=== TEXTO ===
Donald Trump será o próximo presidente dos EUA. Este retorno à Casa Branca promete ser um elemento a mais de crise em um planeta já em convulsão. Mas deixemos exercícios de projeção para depois. Neste momento, talvez seja mais útil darmos um passo atrás e tentar compreender um pouco as razões que culminaram neste resultado e seus sentidos políticos.

Foto: Wikipedia Commons

            Após o impacto com o resultado eleitoral, muitas análises buscaram fazer variados paralelos entre as eleições nos EUA e o cenário brasileiro. Para além de ser um elemento anímico importante para mobilizar a extrema-direita local, alguns paralelos entre a conjuntura norte-americana e a nossa devem ser traçados com cautela ou mesmo evitados. Para nós do sul global, nunca é demais lembrar que, nas eleições da autoproclamada “maior democracia do mundo”, pouco mais de 40% da população costuma participar e o voto é indireto. O princípio de “um cidadão, um voto”, que remonta a antiga democracia ateniense, ainda não foi conquistado pelo povo norte-americano.

            Por lá, através de um complexo sistema eleitoral baseado no voto distrital, são eleitos delegados com o poder de escolher a presidência do país. Permeado por inúmeras distorções, o resultado é uma eleição onde o voto de alguns pesa mais que o de outros. Além de contar com regras que distorcem a vontade popular, as eleições norte-americanas são historicamente marcadas pelo poder do dinheiro. A disputa deste ano foi a mais cara da história, com contribuições totais declaradas que chegam a US$ 15,9 bilhões (R$ 91,9 bilhões). Enquanto Kamala Harris liderou nas pequenas doações, a campanha de Trump foi turbinada por magnatas dispostos a investir no futuro butim do Estado, como Elon Musk e outros tecno-oligarcas que arrecadaram centenas de milhões de dólares para a campanha Republicana.

=== REGISTROS FORNECIDOS ===
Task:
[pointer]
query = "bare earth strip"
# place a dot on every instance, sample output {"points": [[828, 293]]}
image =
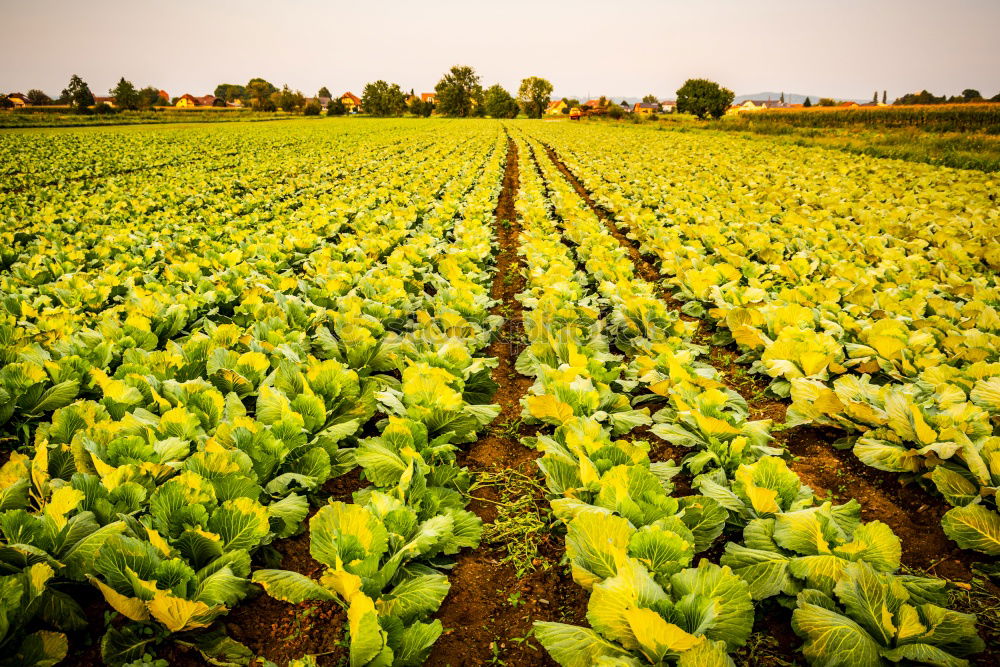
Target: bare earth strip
{"points": [[913, 514], [489, 610]]}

=== LISTA DE TAREFAS ===
1. Reescreva de forma mais breve o parágrafo do texto sobre a eleição de Trump que começa com "Por lá, através de um complexo sistema eleitoral". Mantenha os fatos principais.
2. Reproduza sem alterações o trecho do texto sobre a eleição de Trump que começa nas palavras "Por lá, através" e termina depois de "a campanha Republicana.".

=== RESPOSTAS ===
1. Nos EUA, um complexo sistema eleitoral baseado no voto distrital elege delegados que escolhem a presidência. Suas distorções fazem o voto de alguns pesar mais que o de outros. As eleições também são historicamente marcadas pelo poder do dinheiro. A deste ano foi a mais cara da história, com US$ 15,9 bilhões (R$ 91,9 bilhões) em contribuições declaradas. Kamala Harris liderou nas pequenas doações. Já a campanha de Trump foi turbinada por magnatas interessados no futuro butim do Estado, como Elon Musk e outros tecno-oligarcas, que arrecadaram centenas de milhões de dólares para os republicanos.

2.
Por lá, através de um complexo sistema eleitoral baseado no voto distrital, são eleitos delegados com o poder de escolher a presidência do país. Permeado por inúmeras distorções, o resultado é uma eleição onde o voto de alguns pesa mais que o de outros. Além de contar com regras que distorcem a vontade popular, as eleições norte-americanas são historicamente marcadas pelo poder do dinheiro. A disputa deste ano foi a mais cara da história, com contribuições totais declaradas que chegam a US$ 15,9 bilhões (R$ 91,9 bilhões). Enquanto Kamala Harris liderou nas pequenas doações, a campanha de Trump foi turbinada por magnatas dispostos a investir no futuro butim do Estado, como Elon Musk e outros tecno-oligarcas que arrecadaram centenas de milhões de dólares para a campanha Republicana.